# [CHECK YOUR UNDERSTANDING]
• A. Summarize the essay on chronic illness and workplace harassment in two sentences.
• B. In the essay on chronic illness and workplace harassment, what kind of disease does the writer say robbed them of job choices?
• C. Rewrite the part of the essay on chronic illness and workplace harassment starting at "The autoimmune disease" and ending at "in the workplace.", substituting "regular salary" for "steady paycheck".

# [TEXT FOR ANALYSIS]
-=-=-

Here’s the sad truth: I expected to face some workplace harassment when I entertained the entertainment/journalism industry more than 20 years ago. As a woman and an African-American, I was frequently warned about colleagues who had racial biases, were physical aggressive, would continue to ask for a date or tell inappropriate “jokes.” I wasn’t warned that the chronic illness I was battling would subject me to harassment. It would also prevent me from simply leaving a toxic workplace.
Over the years, I’ve had managers ask me to give details about my illness in violation of my right to privacy. I’ve been questioned about the use of my time off, which a company benefit is provided to every employee. I’ve even had on boss suggest that I was upset about a staffing issues because of my “condition.” I’ve had to work shifts that were tough on my body because asking for an accommodation might make me a target. I’ve stayed when I was ill so no one could look at my hours and try to use short shifts against me. I’ve used my vacation time instead of sick leave or disability so that I didn’t take more time off per year than other co-workers. I’ve returned to work as quickly as possible after procedures so employers didn’t look for a reason to let me go. I had to be better at my job so there was no excuse to doubt my ability.
Other than complain I could do little about these egregious violations other than complain or speak up for myself. Until the Affordable Health Care Act was passed I couldn’t leave a job. Why? I was unable to by health coverage on my own due to my pre-existing condition.
The autoimmune disease that tore through my body robbed me of job choices. My industry was going in a freelance direction. But, with bills piling up and the need for continuous health care, I couldn’t afford to be without a steady paycheck. I couldn’t take unpaid time off. I couldn’t risk having to explain my illness to someone else. Therefore, I endured being victimized repeatedly. I forced myself to work despite frequently being over burden by work while my healthy co-workers took unlimited time off.
Not much has changed over time other than I am now aware that it’s hard to be a woman and to be African-American in my industry and this world. However, it’s even more difficult and lonely to be a chronically ill person in the workplace.

-=-=-

(Data excerpts)
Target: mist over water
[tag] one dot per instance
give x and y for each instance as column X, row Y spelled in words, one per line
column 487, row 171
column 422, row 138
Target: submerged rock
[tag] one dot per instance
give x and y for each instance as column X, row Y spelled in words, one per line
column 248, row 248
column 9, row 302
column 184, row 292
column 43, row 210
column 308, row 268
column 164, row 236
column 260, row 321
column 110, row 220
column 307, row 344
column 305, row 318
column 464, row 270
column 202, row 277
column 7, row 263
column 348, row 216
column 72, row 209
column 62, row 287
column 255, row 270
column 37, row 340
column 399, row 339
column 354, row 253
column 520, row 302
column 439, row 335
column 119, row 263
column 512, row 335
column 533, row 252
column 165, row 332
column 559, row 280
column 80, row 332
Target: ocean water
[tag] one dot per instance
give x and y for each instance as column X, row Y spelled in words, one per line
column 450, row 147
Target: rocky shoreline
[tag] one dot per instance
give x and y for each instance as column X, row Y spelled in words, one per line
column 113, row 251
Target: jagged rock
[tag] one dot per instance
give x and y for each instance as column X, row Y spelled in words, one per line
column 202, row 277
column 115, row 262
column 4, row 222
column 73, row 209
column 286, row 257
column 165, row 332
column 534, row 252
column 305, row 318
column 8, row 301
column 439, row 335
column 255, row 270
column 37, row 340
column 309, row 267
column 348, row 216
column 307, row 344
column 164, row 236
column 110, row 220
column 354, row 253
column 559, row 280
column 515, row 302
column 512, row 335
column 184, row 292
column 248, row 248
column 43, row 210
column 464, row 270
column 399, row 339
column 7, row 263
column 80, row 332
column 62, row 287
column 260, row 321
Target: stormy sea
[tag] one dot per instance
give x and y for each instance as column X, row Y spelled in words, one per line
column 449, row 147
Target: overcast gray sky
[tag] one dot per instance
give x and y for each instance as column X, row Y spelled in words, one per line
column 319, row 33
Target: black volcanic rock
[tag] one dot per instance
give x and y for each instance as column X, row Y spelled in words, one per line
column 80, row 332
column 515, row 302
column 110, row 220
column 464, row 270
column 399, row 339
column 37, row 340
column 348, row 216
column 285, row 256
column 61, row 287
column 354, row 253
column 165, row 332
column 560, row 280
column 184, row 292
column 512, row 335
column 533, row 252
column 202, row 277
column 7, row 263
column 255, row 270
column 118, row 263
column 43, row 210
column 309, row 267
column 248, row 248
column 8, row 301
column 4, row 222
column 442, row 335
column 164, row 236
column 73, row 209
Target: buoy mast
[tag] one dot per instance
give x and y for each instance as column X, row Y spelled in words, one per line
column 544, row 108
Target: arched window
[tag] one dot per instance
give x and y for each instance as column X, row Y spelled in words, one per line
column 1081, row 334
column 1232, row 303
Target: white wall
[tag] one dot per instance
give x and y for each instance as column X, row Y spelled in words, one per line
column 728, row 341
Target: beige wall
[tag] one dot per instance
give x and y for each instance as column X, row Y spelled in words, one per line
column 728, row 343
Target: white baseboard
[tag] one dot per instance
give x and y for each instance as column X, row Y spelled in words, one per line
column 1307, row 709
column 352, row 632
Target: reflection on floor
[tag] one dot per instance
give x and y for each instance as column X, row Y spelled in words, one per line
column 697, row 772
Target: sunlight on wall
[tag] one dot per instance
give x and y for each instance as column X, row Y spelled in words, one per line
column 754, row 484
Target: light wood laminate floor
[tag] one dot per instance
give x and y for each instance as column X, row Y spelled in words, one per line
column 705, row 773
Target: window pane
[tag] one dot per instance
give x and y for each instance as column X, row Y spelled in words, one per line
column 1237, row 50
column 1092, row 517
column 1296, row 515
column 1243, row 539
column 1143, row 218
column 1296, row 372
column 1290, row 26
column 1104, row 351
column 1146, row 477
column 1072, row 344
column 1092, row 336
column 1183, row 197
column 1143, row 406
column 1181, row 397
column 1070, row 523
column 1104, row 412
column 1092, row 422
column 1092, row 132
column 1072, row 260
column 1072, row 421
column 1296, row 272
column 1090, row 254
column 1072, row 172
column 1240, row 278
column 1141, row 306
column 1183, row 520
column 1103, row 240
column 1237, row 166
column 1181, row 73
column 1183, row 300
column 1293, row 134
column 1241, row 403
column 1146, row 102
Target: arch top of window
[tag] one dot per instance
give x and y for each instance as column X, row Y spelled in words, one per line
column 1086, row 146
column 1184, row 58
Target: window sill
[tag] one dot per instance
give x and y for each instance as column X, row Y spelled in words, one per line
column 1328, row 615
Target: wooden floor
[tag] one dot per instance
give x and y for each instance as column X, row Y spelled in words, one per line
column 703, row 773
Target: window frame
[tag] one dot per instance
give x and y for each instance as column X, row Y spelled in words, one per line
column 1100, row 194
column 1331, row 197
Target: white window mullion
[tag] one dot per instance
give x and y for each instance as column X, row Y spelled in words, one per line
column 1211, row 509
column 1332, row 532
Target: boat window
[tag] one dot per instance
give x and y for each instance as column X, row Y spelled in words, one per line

-=-=-

# [SOLUTION SET]
• A. The writer, a woman and an African-American who entered the entertainment/journalism industry more than 20 years ago, was harassed at work because of a chronic illness, with managers asking for details about the illness and questioning the use of time off. Because a pre-existing condition made it impossible to buy health coverage independently until the Affordable Health Care Act was passed, the writer could not leave a job and endured being victimized repeatedly.

• B. An autoimmune disease.

• C.
The autoimmune disease that tore through my body robbed me of job choices. My industry was going in a freelance direction. But, with bills piling up and the need for continuous health care, I couldn’t afford to be without a regular salary. I couldn’t take unpaid time off. I couldn’t risk having to explain my illness to someone else. Therefore, I endured being victimized repeatedly. I forced myself to work despite frequently being over burden by work while my healthy co-workers took unlimited time off.
Not much has changed over time other than I am now aware that it’s hard to be a woman and to be African-American in my industry and this world. However, it’s even more difficult and lonely to be a chronically ill person in the workplace.